═════ Text provided
Ha Ha Tonka/Chris Mills/The Grandtours; August 12, 2010; Sunset Tavern, Seattle
Ha Ha Tonka and Chris Mills on the same bill? It seemed too unbelievable and certainly too good to be true. In fact I was pretty sure I was being lured into some kind of trap, though I’m not sure exactly what kind. After all, one certainly didn’t know that I loved the other. And even though I’d seen HHT ten times already this year, I couldn’t miss them on the same bill as my favorite singer/songwriter.
Just a little over two weeks ago when I showed up in Minneapolis for their last show with Langhorne Slim, HHT’s lead singer Brian Roberts told me that I couldn’t surprise them. It didn’t take long for him to have to take that back. We weren’t more than two feet in the door when bassist Luke Long and drummer Lennon Bone rushed up demanding to know what we were doing there. I responded to that inquiry the same way every time I was asked, “Isn’t that obvious?” Mills was equally surprised. I saw him turn to Gerald as soon as he saw me and asked if he knew about this. He just grinned. He’d been sworn to secrecy after I asked him if he would be playing with children’s musician Justin Roberts who was also in the area this weekend. With Roberts and bassist Liam Davis in the audience, as well as Chris’s wife and our new friends Scott and Molly, we knew so many people it certainly didn’t feel like we were thousands of miles from home.
So was it worth it? Of course. I’d grown so accustomed to seeing HHT do opening sets that I’d forgotten what they can do with a headlining spot. “Close Every Valve to Your Bleeding Heart,” easily the best song on the record and obviously my favorite, had been dropped from recent sets (despite my very vocal protest I might add). Tonight though it was back in, and dedicated to us for traveling from so far away. I’d given Brian a list of songs they could drop from the set to make room for “Close Every Valve” on a nightly basis, but I had to take that back tonight. They can’t drop any of them, I love all those songs. They just need to play longer every time, so there. There were two more brand new songs in addition to Brett’s new one in the set tonight, and the new album looks to be shaping up quite promisingly. Whereas Novel Sounds was a slow grower, but totally worth the effort mind you, their third release should be more immediate. This was their first time headlining in Seattle and apparently the word had gotten out, there were close to a hundred people in the cozy Sunset Tavern.
══════════
═════ Record list
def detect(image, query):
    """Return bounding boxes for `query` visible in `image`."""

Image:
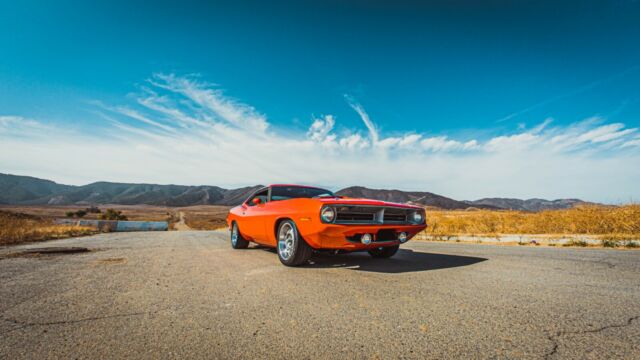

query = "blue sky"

[0,1,640,202]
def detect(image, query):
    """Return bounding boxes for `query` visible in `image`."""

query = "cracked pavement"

[0,231,640,359]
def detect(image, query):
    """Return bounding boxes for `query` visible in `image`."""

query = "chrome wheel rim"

[278,223,295,260]
[231,224,238,246]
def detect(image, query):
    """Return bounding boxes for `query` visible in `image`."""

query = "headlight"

[410,211,424,224]
[320,207,336,222]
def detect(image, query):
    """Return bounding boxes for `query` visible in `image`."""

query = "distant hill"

[0,174,259,206]
[0,174,585,211]
[336,186,494,210]
[465,198,589,211]
[0,174,73,204]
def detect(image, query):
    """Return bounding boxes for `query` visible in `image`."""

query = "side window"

[247,189,269,206]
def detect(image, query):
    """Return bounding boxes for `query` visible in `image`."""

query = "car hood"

[314,198,422,209]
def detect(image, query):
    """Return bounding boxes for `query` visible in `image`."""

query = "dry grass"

[425,204,640,240]
[177,205,231,230]
[0,205,175,221]
[0,211,97,245]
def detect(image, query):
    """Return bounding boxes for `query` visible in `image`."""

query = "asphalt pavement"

[0,231,640,359]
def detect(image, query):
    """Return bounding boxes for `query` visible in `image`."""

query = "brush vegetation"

[0,211,97,245]
[425,204,640,242]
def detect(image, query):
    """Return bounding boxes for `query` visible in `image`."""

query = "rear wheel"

[278,220,313,266]
[231,222,249,249]
[369,245,400,259]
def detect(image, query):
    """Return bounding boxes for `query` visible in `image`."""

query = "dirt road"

[0,231,640,359]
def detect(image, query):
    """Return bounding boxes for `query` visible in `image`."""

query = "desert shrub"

[100,209,127,221]
[426,204,640,237]
[0,211,96,245]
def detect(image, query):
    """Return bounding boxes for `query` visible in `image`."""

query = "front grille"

[336,206,380,224]
[334,205,414,224]
[383,208,407,223]
[375,229,398,241]
[336,212,376,222]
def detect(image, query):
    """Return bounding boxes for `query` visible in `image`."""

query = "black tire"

[229,222,249,249]
[369,245,400,259]
[276,220,313,266]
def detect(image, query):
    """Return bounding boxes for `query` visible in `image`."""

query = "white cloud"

[345,95,379,145]
[0,74,640,201]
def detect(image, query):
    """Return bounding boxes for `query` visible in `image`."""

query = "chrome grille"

[334,205,413,224]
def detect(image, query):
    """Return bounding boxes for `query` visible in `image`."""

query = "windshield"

[271,186,335,201]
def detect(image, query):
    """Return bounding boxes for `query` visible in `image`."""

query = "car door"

[240,189,268,244]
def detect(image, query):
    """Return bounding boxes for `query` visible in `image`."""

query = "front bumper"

[298,223,427,251]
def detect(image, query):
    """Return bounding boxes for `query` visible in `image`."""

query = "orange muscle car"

[227,185,427,266]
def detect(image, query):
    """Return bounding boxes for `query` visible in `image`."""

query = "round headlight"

[320,207,336,222]
[360,234,373,245]
[411,211,422,224]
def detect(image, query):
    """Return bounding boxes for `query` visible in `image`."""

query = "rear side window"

[247,189,269,206]
[271,186,334,201]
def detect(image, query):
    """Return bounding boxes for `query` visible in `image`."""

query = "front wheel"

[278,220,313,266]
[231,222,249,249]
[369,245,400,259]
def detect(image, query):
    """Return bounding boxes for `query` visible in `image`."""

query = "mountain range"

[0,173,585,211]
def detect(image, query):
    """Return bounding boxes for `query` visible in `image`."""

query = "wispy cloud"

[0,74,640,201]
[345,95,379,145]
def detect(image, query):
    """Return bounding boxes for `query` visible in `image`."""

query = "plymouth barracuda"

[227,185,427,266]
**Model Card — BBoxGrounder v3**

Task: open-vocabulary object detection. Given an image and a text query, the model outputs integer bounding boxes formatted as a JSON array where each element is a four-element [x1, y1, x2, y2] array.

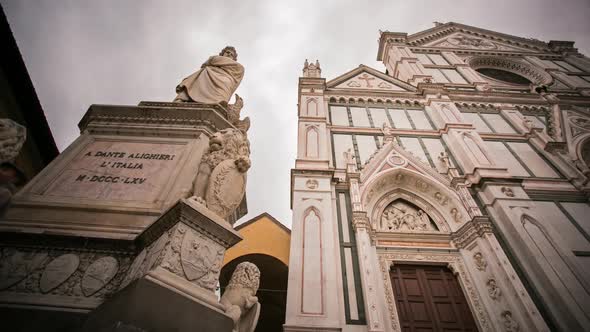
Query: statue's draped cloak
[[179, 55, 244, 104]]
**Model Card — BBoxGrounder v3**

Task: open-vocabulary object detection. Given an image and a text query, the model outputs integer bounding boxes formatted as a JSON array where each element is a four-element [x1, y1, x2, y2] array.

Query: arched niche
[[301, 206, 324, 315], [307, 98, 320, 116], [360, 168, 469, 232], [305, 126, 320, 158], [467, 56, 553, 86], [578, 136, 590, 168]]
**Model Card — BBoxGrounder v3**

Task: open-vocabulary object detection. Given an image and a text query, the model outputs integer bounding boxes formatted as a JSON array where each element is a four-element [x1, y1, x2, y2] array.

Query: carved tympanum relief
[[380, 200, 438, 232]]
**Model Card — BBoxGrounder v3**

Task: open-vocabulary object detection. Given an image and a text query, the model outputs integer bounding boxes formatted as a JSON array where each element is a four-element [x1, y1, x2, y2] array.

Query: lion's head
[[205, 128, 250, 172], [227, 262, 260, 294]]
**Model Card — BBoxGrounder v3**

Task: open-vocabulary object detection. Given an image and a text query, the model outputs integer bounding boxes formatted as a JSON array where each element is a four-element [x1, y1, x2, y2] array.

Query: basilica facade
[[284, 22, 590, 332]]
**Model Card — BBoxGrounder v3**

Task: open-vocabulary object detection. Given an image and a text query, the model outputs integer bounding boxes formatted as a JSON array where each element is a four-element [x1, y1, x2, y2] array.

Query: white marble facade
[[284, 23, 590, 331]]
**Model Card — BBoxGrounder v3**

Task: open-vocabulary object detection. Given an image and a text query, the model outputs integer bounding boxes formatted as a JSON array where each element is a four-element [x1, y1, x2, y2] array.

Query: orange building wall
[[223, 216, 291, 266]]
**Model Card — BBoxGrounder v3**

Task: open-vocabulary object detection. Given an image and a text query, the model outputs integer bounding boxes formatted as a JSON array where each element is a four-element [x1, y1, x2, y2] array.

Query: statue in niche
[[381, 201, 437, 232], [190, 128, 250, 223], [219, 262, 260, 332], [174, 46, 244, 107]]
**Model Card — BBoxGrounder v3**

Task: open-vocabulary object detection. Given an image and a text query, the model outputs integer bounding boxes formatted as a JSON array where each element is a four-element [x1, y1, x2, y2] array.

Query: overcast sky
[[0, 0, 590, 227]]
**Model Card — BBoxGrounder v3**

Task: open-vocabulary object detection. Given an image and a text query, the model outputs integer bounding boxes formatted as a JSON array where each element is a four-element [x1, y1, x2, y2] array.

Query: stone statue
[[174, 46, 244, 106], [227, 93, 250, 132], [219, 262, 260, 332], [0, 119, 27, 163], [191, 128, 250, 219], [0, 119, 27, 216]]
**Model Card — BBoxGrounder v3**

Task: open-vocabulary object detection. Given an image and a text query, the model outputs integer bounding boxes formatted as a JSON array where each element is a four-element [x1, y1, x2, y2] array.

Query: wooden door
[[390, 264, 477, 332]]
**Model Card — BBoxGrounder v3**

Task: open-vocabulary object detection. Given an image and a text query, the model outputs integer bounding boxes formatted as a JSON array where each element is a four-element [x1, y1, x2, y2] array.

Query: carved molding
[[452, 217, 494, 249]]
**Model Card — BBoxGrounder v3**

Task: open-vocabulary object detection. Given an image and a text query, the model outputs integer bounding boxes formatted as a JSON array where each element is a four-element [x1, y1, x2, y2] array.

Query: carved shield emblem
[[81, 256, 119, 296], [205, 159, 246, 219], [39, 254, 80, 293], [180, 230, 223, 281], [0, 251, 47, 290]]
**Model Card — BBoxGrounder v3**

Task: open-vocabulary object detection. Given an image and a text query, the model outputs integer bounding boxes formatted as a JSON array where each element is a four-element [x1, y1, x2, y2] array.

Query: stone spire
[[303, 59, 322, 78]]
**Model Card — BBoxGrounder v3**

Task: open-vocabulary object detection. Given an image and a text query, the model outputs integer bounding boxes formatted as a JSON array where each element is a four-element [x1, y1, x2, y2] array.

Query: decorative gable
[[424, 32, 531, 52], [336, 72, 406, 91], [327, 65, 415, 91]]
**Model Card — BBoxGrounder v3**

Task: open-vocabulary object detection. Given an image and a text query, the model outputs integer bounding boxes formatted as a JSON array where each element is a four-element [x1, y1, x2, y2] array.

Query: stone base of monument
[[82, 272, 233, 332], [0, 199, 241, 331], [83, 199, 241, 332], [0, 102, 246, 332]]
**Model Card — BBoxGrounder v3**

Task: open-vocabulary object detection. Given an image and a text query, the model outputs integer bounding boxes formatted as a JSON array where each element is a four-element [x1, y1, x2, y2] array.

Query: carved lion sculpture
[[220, 262, 260, 332], [191, 128, 250, 219]]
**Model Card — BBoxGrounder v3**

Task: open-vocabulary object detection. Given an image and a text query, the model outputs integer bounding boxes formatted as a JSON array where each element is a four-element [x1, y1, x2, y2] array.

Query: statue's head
[[219, 46, 238, 61], [227, 262, 260, 295]]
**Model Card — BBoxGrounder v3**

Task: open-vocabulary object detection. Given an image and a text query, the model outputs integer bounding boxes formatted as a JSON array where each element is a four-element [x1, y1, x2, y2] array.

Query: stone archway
[[361, 168, 469, 232], [219, 254, 289, 332]]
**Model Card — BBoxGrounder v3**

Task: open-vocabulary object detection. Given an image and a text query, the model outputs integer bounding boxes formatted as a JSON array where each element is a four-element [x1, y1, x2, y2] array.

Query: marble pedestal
[[83, 200, 241, 332]]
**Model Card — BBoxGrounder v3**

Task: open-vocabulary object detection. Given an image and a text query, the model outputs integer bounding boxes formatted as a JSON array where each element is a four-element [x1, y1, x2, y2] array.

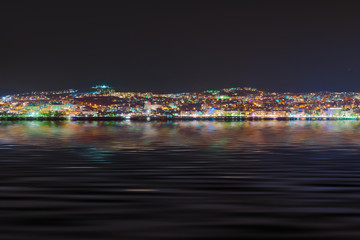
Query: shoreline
[[0, 116, 360, 122]]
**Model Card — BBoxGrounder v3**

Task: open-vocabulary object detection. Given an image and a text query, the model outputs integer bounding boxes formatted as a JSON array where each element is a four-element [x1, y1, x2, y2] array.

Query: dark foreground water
[[0, 121, 360, 240]]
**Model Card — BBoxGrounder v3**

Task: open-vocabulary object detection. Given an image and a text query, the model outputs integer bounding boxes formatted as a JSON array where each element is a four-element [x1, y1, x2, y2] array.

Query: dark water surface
[[0, 121, 360, 240]]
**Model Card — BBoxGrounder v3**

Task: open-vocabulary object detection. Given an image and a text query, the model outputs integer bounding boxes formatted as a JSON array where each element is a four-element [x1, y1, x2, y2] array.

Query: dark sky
[[0, 0, 360, 92]]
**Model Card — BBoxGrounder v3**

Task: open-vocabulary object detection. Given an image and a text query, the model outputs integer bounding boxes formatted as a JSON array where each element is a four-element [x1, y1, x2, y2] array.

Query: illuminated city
[[0, 85, 360, 120]]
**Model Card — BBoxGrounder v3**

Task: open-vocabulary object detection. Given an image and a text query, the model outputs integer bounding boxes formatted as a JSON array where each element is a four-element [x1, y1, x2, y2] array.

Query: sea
[[0, 120, 360, 240]]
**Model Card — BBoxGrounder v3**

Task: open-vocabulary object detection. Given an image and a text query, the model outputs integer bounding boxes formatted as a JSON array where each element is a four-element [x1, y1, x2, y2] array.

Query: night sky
[[0, 0, 360, 92]]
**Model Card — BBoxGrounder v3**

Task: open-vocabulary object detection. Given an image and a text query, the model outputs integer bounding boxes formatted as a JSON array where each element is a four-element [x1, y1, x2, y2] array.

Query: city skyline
[[0, 0, 360, 92]]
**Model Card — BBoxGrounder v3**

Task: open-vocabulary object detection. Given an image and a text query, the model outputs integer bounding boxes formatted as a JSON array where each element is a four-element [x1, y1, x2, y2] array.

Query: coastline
[[0, 116, 360, 122]]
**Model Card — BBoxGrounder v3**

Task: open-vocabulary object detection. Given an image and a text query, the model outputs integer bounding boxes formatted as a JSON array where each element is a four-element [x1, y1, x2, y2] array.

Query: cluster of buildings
[[0, 85, 360, 118]]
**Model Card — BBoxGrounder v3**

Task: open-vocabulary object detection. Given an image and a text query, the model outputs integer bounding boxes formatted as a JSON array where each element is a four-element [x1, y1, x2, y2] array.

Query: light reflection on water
[[0, 121, 360, 239]]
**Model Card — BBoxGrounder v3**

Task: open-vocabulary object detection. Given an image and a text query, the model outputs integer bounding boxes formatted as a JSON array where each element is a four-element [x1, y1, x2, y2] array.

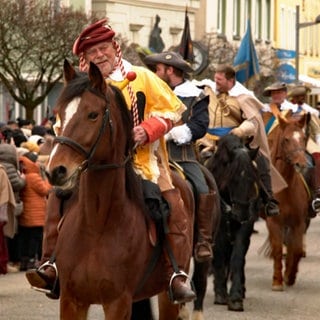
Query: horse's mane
[[57, 72, 143, 203], [110, 86, 144, 203], [208, 134, 257, 191]]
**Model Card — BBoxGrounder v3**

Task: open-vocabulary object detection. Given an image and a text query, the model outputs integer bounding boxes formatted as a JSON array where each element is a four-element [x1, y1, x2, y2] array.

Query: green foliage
[[0, 0, 95, 119]]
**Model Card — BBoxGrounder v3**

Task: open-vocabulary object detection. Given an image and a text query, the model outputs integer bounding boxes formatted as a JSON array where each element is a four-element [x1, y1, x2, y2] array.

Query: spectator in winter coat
[[19, 152, 52, 271], [0, 143, 26, 272], [0, 165, 16, 274]]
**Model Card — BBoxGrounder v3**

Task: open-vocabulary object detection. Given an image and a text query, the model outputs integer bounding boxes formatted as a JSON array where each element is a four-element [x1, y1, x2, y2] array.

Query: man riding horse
[[198, 65, 286, 216], [26, 19, 196, 303], [262, 82, 320, 217], [144, 52, 218, 262]]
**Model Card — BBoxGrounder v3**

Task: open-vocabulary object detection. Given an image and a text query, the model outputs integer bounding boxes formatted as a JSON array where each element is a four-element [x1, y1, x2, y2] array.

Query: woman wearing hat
[[27, 19, 196, 303]]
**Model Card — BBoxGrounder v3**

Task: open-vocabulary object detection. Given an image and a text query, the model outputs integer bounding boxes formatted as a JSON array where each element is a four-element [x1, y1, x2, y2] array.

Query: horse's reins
[[54, 88, 131, 173]]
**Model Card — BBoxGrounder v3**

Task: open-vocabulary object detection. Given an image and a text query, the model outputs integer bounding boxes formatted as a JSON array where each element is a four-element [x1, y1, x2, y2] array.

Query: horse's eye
[[88, 112, 98, 120]]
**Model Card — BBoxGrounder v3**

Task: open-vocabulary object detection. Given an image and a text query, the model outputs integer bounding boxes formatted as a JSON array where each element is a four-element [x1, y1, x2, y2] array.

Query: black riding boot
[[256, 152, 279, 217]]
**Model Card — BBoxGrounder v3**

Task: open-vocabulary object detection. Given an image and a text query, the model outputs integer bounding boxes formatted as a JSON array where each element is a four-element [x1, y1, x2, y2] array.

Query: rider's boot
[[26, 193, 61, 292], [256, 153, 280, 217], [162, 189, 196, 303], [311, 152, 320, 215], [194, 193, 215, 262]]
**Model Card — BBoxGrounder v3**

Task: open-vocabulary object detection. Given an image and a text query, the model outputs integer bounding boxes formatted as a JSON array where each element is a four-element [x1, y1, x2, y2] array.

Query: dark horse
[[132, 164, 221, 320], [206, 134, 260, 311], [47, 61, 194, 320], [266, 116, 309, 291]]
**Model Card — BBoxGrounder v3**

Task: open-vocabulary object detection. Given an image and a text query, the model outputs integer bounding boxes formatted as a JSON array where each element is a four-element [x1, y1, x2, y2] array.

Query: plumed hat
[[288, 84, 311, 97], [263, 82, 287, 97], [143, 51, 193, 72], [72, 19, 115, 55]]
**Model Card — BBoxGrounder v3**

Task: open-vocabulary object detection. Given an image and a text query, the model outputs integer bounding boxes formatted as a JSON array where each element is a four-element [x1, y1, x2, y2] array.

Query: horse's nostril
[[50, 166, 67, 185]]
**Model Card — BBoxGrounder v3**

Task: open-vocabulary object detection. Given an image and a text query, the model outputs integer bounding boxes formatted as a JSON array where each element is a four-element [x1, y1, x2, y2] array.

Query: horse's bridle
[[54, 88, 131, 172], [220, 182, 259, 224]]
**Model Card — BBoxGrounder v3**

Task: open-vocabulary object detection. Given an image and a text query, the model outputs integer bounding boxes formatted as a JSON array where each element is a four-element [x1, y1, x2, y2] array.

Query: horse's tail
[[258, 236, 272, 259]]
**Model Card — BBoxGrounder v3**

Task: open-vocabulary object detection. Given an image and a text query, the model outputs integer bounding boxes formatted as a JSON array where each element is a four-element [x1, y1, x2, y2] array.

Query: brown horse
[[266, 117, 309, 291], [48, 62, 194, 320]]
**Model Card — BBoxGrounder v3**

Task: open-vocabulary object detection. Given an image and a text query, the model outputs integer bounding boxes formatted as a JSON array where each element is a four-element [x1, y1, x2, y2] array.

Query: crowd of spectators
[[0, 118, 54, 274]]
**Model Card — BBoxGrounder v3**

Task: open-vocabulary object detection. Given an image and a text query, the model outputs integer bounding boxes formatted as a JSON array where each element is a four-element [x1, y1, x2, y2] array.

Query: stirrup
[[311, 198, 320, 213], [31, 261, 59, 299], [168, 270, 195, 304]]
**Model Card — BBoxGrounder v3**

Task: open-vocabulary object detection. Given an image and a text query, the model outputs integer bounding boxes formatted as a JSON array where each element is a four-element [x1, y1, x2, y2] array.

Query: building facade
[[0, 0, 320, 123]]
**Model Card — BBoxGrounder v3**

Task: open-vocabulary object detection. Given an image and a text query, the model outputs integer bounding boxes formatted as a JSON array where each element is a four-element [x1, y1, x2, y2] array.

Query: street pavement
[[0, 217, 320, 320]]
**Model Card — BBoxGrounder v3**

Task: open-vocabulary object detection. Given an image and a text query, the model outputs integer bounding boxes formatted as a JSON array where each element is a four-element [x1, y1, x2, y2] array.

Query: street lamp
[[296, 6, 320, 83]]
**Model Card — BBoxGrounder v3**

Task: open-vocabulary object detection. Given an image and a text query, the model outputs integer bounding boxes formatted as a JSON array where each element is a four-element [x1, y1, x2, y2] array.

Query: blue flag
[[179, 8, 194, 63], [233, 19, 259, 83]]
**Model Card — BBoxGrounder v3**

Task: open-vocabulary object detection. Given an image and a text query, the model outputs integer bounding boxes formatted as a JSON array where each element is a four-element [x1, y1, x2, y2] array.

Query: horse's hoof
[[213, 294, 228, 305], [271, 284, 283, 291], [228, 300, 244, 311], [284, 276, 296, 287]]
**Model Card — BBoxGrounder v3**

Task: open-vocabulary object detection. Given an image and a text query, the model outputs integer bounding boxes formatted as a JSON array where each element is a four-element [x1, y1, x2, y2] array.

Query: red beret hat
[[72, 19, 115, 55]]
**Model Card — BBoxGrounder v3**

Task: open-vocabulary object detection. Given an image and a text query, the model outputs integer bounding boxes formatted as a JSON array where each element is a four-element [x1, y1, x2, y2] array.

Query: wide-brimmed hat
[[263, 82, 288, 97], [72, 19, 115, 55], [288, 84, 311, 98], [143, 51, 193, 72]]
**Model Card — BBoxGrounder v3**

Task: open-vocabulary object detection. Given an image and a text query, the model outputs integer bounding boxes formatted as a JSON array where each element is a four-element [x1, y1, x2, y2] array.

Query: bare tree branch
[[0, 0, 95, 119]]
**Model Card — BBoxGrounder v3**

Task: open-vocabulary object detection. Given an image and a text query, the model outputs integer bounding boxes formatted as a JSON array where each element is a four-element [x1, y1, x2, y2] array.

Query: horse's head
[[47, 61, 133, 189], [208, 135, 259, 223], [271, 115, 308, 171]]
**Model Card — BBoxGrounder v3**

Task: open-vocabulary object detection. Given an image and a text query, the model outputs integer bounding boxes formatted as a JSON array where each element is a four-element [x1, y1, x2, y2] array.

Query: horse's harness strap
[[135, 241, 162, 295]]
══════════
> _What you should do_:
List every person in the concert review whose name comes right after a musical role, and give that role.

> _Answer to this exercise_:
- Brian Roberts: lead singer of Ha Ha Tonka
- Luke Long: bassist
- Lennon Bone: drummer
- Justin Roberts: children's musician
- Liam Davis: bassist